Goal: Format every line of the listing below as a numbered list, omitting any blank lines.

══ Records supplied ══

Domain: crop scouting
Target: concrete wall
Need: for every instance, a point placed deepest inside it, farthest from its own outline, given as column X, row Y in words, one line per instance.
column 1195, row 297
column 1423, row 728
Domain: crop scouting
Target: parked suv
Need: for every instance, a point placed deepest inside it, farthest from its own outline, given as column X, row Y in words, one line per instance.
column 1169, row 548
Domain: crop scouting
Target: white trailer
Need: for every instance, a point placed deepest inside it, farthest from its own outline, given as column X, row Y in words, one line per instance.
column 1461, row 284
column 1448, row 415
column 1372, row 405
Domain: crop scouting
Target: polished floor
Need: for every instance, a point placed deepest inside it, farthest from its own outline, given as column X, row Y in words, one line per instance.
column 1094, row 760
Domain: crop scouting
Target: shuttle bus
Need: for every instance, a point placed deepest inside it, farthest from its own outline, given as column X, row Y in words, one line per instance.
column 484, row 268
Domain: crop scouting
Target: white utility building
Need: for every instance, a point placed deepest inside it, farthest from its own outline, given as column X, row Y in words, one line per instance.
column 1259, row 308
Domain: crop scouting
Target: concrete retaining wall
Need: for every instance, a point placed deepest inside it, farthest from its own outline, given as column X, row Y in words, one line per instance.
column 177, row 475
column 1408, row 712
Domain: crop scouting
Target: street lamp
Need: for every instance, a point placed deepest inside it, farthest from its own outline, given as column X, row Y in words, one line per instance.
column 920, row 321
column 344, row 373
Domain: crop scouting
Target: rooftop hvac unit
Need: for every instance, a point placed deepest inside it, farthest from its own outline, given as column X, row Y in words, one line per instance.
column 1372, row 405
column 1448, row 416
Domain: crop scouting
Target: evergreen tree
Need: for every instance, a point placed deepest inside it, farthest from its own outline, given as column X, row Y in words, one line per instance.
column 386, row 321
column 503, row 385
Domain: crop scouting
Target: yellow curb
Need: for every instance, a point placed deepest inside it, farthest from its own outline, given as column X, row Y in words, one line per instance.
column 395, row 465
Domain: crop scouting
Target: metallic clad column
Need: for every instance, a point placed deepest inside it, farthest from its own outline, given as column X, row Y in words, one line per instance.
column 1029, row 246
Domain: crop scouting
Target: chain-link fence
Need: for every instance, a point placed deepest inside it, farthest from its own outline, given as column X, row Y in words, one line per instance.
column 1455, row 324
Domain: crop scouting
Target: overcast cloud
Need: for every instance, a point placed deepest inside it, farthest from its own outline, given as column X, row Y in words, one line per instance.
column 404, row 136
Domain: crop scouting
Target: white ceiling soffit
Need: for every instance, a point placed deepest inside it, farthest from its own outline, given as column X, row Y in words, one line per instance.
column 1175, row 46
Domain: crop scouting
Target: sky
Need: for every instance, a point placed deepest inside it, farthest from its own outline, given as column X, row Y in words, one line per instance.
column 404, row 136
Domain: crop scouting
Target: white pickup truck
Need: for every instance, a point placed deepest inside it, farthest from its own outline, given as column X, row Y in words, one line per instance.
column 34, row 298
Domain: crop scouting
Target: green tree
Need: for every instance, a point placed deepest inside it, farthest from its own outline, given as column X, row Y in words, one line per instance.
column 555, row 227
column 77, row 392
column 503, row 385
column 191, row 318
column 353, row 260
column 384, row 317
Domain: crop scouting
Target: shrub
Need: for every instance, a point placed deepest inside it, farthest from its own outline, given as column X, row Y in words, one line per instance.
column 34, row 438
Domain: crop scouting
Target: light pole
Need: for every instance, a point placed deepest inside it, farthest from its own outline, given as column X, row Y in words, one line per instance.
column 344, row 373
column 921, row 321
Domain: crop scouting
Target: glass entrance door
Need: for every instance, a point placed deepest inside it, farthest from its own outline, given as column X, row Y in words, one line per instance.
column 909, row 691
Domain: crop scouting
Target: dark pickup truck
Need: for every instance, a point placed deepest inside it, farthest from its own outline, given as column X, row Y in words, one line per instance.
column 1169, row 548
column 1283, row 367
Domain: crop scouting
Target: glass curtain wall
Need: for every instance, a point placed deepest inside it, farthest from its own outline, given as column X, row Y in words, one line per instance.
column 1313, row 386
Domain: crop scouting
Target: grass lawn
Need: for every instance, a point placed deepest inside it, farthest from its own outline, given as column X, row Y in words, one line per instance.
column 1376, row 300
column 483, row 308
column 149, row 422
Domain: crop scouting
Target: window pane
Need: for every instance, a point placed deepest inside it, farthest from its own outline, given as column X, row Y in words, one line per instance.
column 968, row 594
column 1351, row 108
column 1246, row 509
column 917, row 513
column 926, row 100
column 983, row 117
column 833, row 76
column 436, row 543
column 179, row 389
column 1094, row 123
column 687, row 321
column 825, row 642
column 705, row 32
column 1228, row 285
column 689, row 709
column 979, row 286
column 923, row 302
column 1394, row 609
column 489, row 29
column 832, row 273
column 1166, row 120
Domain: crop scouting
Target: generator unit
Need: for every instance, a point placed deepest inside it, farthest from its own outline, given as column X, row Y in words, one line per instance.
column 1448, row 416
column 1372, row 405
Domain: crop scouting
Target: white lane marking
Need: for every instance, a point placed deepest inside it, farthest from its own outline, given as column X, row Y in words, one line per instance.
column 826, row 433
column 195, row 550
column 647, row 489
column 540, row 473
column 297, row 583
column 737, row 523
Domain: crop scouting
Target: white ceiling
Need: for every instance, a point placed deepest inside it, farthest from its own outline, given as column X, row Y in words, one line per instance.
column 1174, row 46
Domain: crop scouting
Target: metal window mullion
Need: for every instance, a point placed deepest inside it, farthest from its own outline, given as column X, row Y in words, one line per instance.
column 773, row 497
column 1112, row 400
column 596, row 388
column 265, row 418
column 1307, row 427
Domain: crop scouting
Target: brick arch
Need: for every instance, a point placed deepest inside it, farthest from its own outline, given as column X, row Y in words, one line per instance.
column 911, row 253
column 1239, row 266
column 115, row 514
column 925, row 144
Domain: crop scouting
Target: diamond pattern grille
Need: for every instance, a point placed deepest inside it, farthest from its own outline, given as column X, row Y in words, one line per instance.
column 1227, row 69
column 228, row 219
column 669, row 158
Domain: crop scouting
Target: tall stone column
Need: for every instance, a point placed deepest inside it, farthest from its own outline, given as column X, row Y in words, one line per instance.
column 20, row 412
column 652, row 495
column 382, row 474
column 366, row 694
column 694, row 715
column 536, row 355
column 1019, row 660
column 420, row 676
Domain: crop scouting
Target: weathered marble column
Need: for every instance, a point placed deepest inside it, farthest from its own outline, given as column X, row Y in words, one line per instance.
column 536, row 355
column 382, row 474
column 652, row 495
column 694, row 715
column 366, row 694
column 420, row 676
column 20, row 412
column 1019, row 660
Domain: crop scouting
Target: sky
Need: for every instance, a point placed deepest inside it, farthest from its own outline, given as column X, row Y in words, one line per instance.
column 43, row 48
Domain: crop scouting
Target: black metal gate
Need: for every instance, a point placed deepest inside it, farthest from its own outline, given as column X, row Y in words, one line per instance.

═══

Result for this exercise:
1. Domain: crop scouting
2. Target: concrete wall
3. Need: for every instance, a point placed deepest inside it, farthest from its own outline, given as column X, row Y in words, one line per instance.
4. column 1195, row 297
5. column 1423, row 728
6. Domain: crop scouting
7. Target: parked suv
8. Need: for every instance, a point placed deepest inside it, farthest from its own outline, given as column X, row Y in words, one line per instance.
9. column 1169, row 548
10. Domain: crop scouting
11. Target: white trailer
12. Need: for every instance, a point placed deepest inside it, farthest from its own outline, given as column X, row Y in words, one line per instance.
13. column 1461, row 284
14. column 1448, row 415
15. column 1372, row 405
16. Domain: crop scouting
17. Target: polished floor
18. Need: for every instance, a point placed deepest inside it, farthest from its own outline, given as column X, row Y in words, one line per instance.
19. column 1094, row 760
20. Domain: crop scouting
21. Target: shuttle bus
22. Need: for every instance, a point placed deepest inside it, farthest from its own outline, given as column X, row Y in words, one line per instance.
23. column 484, row 268
24. Domain: crop scouting
25. Target: white utility building
26. Need: for every instance, a point placed deepest inside it, farthest from its own outline, given as column X, row Y in words, one line per instance.
27. column 1259, row 308
28. Domain: crop scouting
29. Target: concrete retaining wall
30. Need: for every instance, a point placed deepest inside it, farthest from its own outline, given as column X, row Y in words, one line per instance.
31. column 177, row 475
32. column 1408, row 712
33. Domain: crop scouting
34. Target: street lamp
35. Need: for every instance, a point placed deepest inside it, farthest from its own outline, given as column X, row Y in words, one line per instance.
36. column 920, row 321
37. column 344, row 373
38. Domain: crop scouting
39. Target: rooftop hvac unit
40. Need: for every instance, a point placed deepest inside it, farthest from its own outline, given as column X, row Y in words, one line per instance.
41. column 1372, row 405
42. column 1448, row 416
43. Domain: crop scouting
44. Target: evergreen tree
45. Need: for every instance, a point placed deepest inside it, farthest from its own outline, given as column X, row Y in words, one line per instance.
46. column 386, row 321
47. column 503, row 385
48. Domain: crop scouting
49. Target: yellow curb
50. Need: for every instance, a point placed deepest inside it, farthest from its own outline, given as column X, row Y in words, one line per instance.
51. column 395, row 465
52. Domain: crop scouting
53. Target: metallic clad column
54. Need: for every instance, a point placed deepest inside it, farthest from its own outline, given as column X, row Y in words, one line per instance.
55. column 1029, row 246
56. Domain: crop scouting
57. Target: chain-link fence
58. Need: for every instance, a point placed deepest inside it, farthest from its own outline, given as column X, row Y in words, one line per instance.
59. column 1455, row 324
60. Domain: crop scouting
61. Target: overcast cloud
62. Need: for every instance, a point placed deepest inside it, farthest from its own outline, given as column X, row Y in words, one line per instance.
63. column 404, row 136
64. Domain: crop scouting
65. Target: white ceiling soffit
66. Need: for every instance, a point placed deepest inside it, farthest from its own outline, given as column X, row Y in words, one line per instance.
67. column 1175, row 46
68. Domain: crop scouting
69. Target: sky
70. Need: for every instance, a point placed deepest inside it, farthest from its own outline, given as column X, row Y in words, one line per instance.
71. column 404, row 136
72. Domain: crop scouting
73. Target: white pickup truck
74. Need: for every instance, a point placed deepest inside it, farthest from its own outline, given as column X, row Y in words, one line per instance.
75. column 34, row 298
76. Domain: crop scouting
77. Target: green tree
78. Need: for every instance, a point placed deepest inside it, farthest from its own outline, given as column X, row Y in words, one line per instance.
79. column 555, row 227
80. column 77, row 392
81. column 503, row 385
82. column 191, row 318
83. column 353, row 260
84. column 384, row 317
85. Domain: crop scouting
86. Target: shrub
87. Need: for every instance, a point placed deepest inside it, farthest from its own outline, given as column X, row Y in words, one line per instance.
88. column 34, row 438
89. Domain: crop scouting
90. Target: light pole
91. Need: for every instance, a point placed deepest inside it, farthest from its own outline, given as column X, row Y in words, one line per instance.
92. column 344, row 373
93. column 921, row 321
94. Domain: crop scouting
95. Target: glass entrance door
96. Need: for every instance, a point placed deepest inside it, farthest from its own outline, given as column X, row Y in words, one line per instance.
97. column 909, row 691
98. Domain: crop scouting
99. Target: dark pickup truck
100. Need: for every instance, a point placed deepest inside it, farthest from its own outline, given as column X, row Y in words, one line per instance.
101. column 1169, row 548
102. column 1283, row 367
103. Domain: crop scouting
104. Target: glass curtain wall
105. Need: for every instance, a point placed deepest inside it, farthest from its own outline, given as column X, row Y in words, one line per instance.
106. column 1313, row 386
107. Domain: crop scouting
108. Target: grass lawn
109. Need: for every instance, a point placed deepest inside it, farthest from its own outline, given as column X, row Y in words, one line per instance.
110. column 1376, row 300
111. column 483, row 308
112. column 149, row 422
113. Domain: crop scouting
114. Target: window pane
115. Need: for every instance, a point placed deepest inside it, farthest from its own outline, given as column X, row Y in words, one line per instance.
116. column 968, row 594
117. column 1351, row 108
118. column 1246, row 509
119. column 917, row 513
120. column 926, row 100
121. column 983, row 117
122. column 833, row 76
123. column 436, row 543
124. column 179, row 389
125. column 1094, row 123
126. column 687, row 321
127. column 825, row 642
128. column 705, row 32
129. column 1228, row 285
130. column 689, row 709
131. column 979, row 286
132. column 923, row 302
133. column 1394, row 609
134. column 489, row 29
135. column 832, row 273
136. column 1166, row 120
137. Domain: crop scouting
138. Target: generator unit
139. Need: for every instance, a point placed deepest inside it, farthest from its own outline, given as column X, row Y in words, one line per instance.
140. column 1448, row 416
141. column 1372, row 405
142. Domain: crop scouting
143. Target: white lane marking
144. Need: for every instance, a point placed deepest inside it, farthest from its own outline, given as column X, row Y in words, one line per instance.
145. column 826, row 433
146. column 195, row 550
147. column 647, row 489
148. column 540, row 473
149. column 297, row 583
150. column 737, row 523
151. Domain: crop scouting
152. Target: white ceiling
153. Need: for every instance, a point placed deepest inside it, farthest from its own outline, given as column X, row Y in words, one line per instance.
154. column 1174, row 46
155. Domain: crop scouting
156. Target: metal window mullion
157. Need: for every instance, a point placed deepest inside it, farthest from its own outline, given as column X, row Y in words, one line per instance.
158. column 773, row 497
159. column 1112, row 400
160. column 596, row 388
161. column 265, row 418
162. column 1307, row 427
163. Domain: crop scouting
164. Target: brick arch
165. Need: for every instance, a point placed deepest inside it, farthest from its own outline, given as column X, row Y in words, one line per instance.
166. column 911, row 253
167. column 1239, row 266
168. column 115, row 514
169. column 925, row 144
170. Domain: crop scouting
171. Target: diamond pattern grille
172. Need: for every instance, a point placed deepest inside it, farthest from its own outline, given as column X, row Y in words, one line per instance.
173. column 1227, row 69
174. column 228, row 219
175. column 669, row 158
176. Domain: crop scouting
177. Target: tall stone column
178. Need: for every instance, a point placed deepest inside it, farthest from its own outline, given as column X, row Y in words, one line per instance.
179. column 20, row 412
180. column 652, row 495
181. column 382, row 474
182. column 366, row 694
183. column 694, row 715
184. column 536, row 355
185. column 1019, row 660
186. column 420, row 676
187. Domain: crop scouting
188. Target: weathered marble column
189. Need: for every instance, a point placed deepest inside it, farthest from its own outline, given as column X, row Y in words, one line per instance.
190. column 536, row 355
191. column 382, row 474
192. column 652, row 495
193. column 694, row 715
194. column 366, row 694
195. column 420, row 676
196. column 20, row 412
197. column 1019, row 660
198. Domain: crop scouting
199. Target: sky
200. Need: for every instance, a point placed deepest inside it, farthest from its own outline, given as column X, row Y in words, one line per instance.
201. column 43, row 48
202. Domain: crop scouting
203. Target: black metal gate
204. Need: for every instance, a point placed deepest inside it, farthest from its own outline, given as column X, row Y in words, one line per instance.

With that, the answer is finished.